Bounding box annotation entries
-------

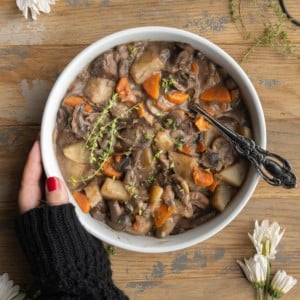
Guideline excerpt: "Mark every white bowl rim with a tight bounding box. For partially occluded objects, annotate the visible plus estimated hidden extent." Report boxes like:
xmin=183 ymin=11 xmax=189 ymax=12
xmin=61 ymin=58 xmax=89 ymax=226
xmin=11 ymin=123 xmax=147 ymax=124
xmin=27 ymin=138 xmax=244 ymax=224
xmin=41 ymin=26 xmax=266 ymax=253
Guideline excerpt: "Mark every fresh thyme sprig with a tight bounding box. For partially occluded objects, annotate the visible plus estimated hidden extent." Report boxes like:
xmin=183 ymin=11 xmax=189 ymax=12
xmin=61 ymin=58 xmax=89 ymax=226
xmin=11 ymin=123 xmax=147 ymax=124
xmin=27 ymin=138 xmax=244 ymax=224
xmin=70 ymin=94 xmax=137 ymax=186
xmin=229 ymin=0 xmax=300 ymax=63
xmin=85 ymin=93 xmax=118 ymax=164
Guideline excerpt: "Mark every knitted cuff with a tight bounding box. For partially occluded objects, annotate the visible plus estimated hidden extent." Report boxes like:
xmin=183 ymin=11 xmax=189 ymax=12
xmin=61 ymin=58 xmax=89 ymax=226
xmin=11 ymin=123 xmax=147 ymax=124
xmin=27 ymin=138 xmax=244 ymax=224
xmin=16 ymin=204 xmax=127 ymax=299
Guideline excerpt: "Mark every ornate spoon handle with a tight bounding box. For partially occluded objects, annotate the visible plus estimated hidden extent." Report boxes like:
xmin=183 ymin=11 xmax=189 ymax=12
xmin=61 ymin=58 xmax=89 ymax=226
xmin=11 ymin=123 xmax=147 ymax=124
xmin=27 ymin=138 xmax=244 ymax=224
xmin=189 ymin=103 xmax=297 ymax=189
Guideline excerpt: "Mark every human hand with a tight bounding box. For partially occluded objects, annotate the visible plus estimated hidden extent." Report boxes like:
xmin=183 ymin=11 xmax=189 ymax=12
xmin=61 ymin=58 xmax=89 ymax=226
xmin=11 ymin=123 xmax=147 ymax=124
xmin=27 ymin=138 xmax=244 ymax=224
xmin=19 ymin=141 xmax=69 ymax=213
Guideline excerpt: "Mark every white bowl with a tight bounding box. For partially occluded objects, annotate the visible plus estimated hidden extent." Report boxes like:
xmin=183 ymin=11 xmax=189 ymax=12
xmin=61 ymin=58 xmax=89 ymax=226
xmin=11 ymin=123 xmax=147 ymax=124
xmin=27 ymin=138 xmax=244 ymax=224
xmin=41 ymin=27 xmax=266 ymax=253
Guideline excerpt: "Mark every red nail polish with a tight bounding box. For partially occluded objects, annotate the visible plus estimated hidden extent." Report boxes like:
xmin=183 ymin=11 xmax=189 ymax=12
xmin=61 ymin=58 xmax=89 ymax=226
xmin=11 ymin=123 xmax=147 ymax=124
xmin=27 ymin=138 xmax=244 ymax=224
xmin=47 ymin=177 xmax=59 ymax=192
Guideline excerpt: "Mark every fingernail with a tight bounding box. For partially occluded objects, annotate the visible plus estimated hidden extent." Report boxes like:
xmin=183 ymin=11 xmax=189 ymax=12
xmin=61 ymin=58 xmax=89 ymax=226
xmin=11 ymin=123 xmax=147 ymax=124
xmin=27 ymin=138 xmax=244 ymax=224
xmin=47 ymin=177 xmax=59 ymax=192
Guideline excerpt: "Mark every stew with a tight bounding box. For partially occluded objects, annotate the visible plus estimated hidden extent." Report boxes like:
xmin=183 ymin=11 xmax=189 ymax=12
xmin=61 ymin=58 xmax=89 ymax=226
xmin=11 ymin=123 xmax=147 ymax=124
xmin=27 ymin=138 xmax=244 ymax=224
xmin=55 ymin=41 xmax=251 ymax=238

-------

### To be done
Turn the items between the line containing "every ornate spoon" and the line containing "xmin=19 ymin=141 xmax=69 ymax=213", inclusive, into a numbered list with blank lines omitted.

### Final result
1. Guideline excerpt: "Mark every ornate spoon handle with a tight bounding box. For partially occluded objects, annotate the visible plus estimated hidden extent." Report boxes like:
2. xmin=183 ymin=11 xmax=189 ymax=12
3. xmin=61 ymin=58 xmax=89 ymax=226
4. xmin=11 ymin=123 xmax=147 ymax=124
5. xmin=27 ymin=138 xmax=244 ymax=224
6. xmin=189 ymin=103 xmax=297 ymax=189
7. Guideline excerpt: "Mark every human hand with a tight bounding box. For partially occluded objects, annotate the visible plus estimated hidden extent." Report boxes like:
8. xmin=183 ymin=11 xmax=189 ymax=12
9. xmin=61 ymin=58 xmax=89 ymax=226
10. xmin=11 ymin=123 xmax=147 ymax=124
11. xmin=27 ymin=138 xmax=244 ymax=224
12. xmin=19 ymin=141 xmax=69 ymax=213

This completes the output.